> **Text passage**
* * * *
Has Anything Gotten Better?
While there has been moderate progress from precinct to precinct in tackling reform, systemic racism in policing remains an ongoing and urgent problem. Across the country, some of the precincts most guilty of bias in policing are refusing to acknowledge their duty to reform, while those already doing their best to serve their citizens are continuing to improve.
In Minneapolis, Minnesota, which bore the brunt of the anger in the wake of Floyd’s murder and was one of the sites that frequently turned violent, the police response to a furious citizenry has been stuttered and stunted. Shootings are occurring regularly, with harried citizens wondering which angry group will boil over next in the embattled city; police or protesters. City council members have frequently threatened to disband the police force in the city and frustrated activists have called their bluff, suggesting that they’re not doing enough to keep the city safe as is.
But there is some hope. Chauvin’s conviction was nearly unprecedented and could signal to other police that they cannot act with impunity in the future. And in cities both big and small across the country, reform measures are being passed and implemented as police departments grapple with the reality that some things need to change.
Just in Policing
On the federal level, the George Floyd Justice in Policing Act is close to being signed into law. Per the Congressional database, “This bill addresses a wide range of policies and issues regarding policing practices and law enforcement accountability. It increases accountability for law enforcement misconduct, restricts the use of certain policing practices, enhances transparency and data collection, and establishes best practices and training requirements.
The bill enhances existing enforcement mechanisms to remedy violations by law enforcement. Among other things, it does the following:
- lowers the criminal intent standard—from willful to knowing or reckless—to convict a law enforcement officer for misconduct in a federal prosecution,
- limits qualified immunity as a defense to liability in a private civil action against a law enforcement officer, and
- grants administrative subpoena power to the Department of Justice (DOJ) in pattern-or-practice investigations.”
* * * *
> **Parts of the exercise**
1. Repeat the part of the police reform text from "In Minneapolis, Minnesota, which" up to and including "safe as is.", word for word.
2. Carry on the police reform text past its final sentence.

> **Provided material**
* * * *
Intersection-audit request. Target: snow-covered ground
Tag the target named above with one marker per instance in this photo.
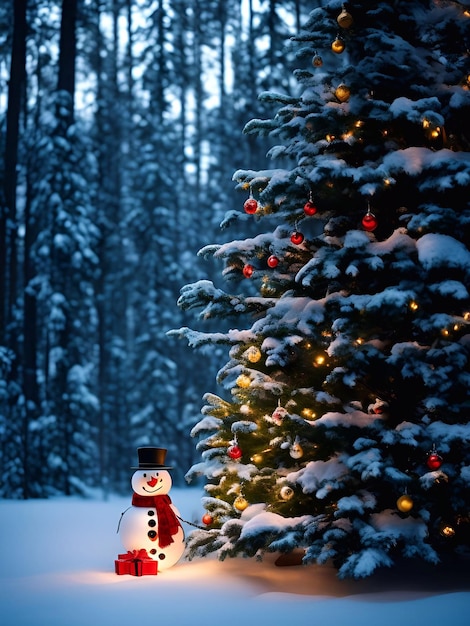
* * * *
> **Exercise responses**
1.
In Minneapolis, Minnesota, which bore the brunt of the anger in the wake of Floyd’s murder and was one of the sites that frequently turned violent, the police response to a furious citizenry has been stuttered and stunted. Shootings are occurring regularly, with harried citizens wondering which angry group will boil over next in the embattled city; police or protesters. City council members have frequently threatened to disband the police force in the city and frustrated activists have called their bluff, suggesting that they’re not doing enough to keep the city safe as is.

2.
The Act also tackles racial profiling and establishes a National Police Misconduct Registry, with updated requirements for reporting misconduct for an officer and a way to compile proof of officer misconduct including reports and video footage. It also sets up a system for the Department of Justice to establish accreditation for police programs around the country and equalizes requirements for officers.
While the Act is just one step on the path towards a more equal justice system and police oversight, it’s the first real Federal effort to address police brutality and systemic racism. The bill should be signed a few weeks from now, and in the meantime supporters of Floyd and his family will meet to remember him. The issue of police brutality won’t be solved in a week, and it won’t be solved either on the streets or in the halls of government alone. It takes a concerted effort among police to focus on equally serving the citizens they swear to protect, and a system of laws that hold them accountable when they fail to live up to those ideals. In the year since Floyd’s murder, few things have changed, but the ones that have may just be enough to keep hope alive for tomorrow.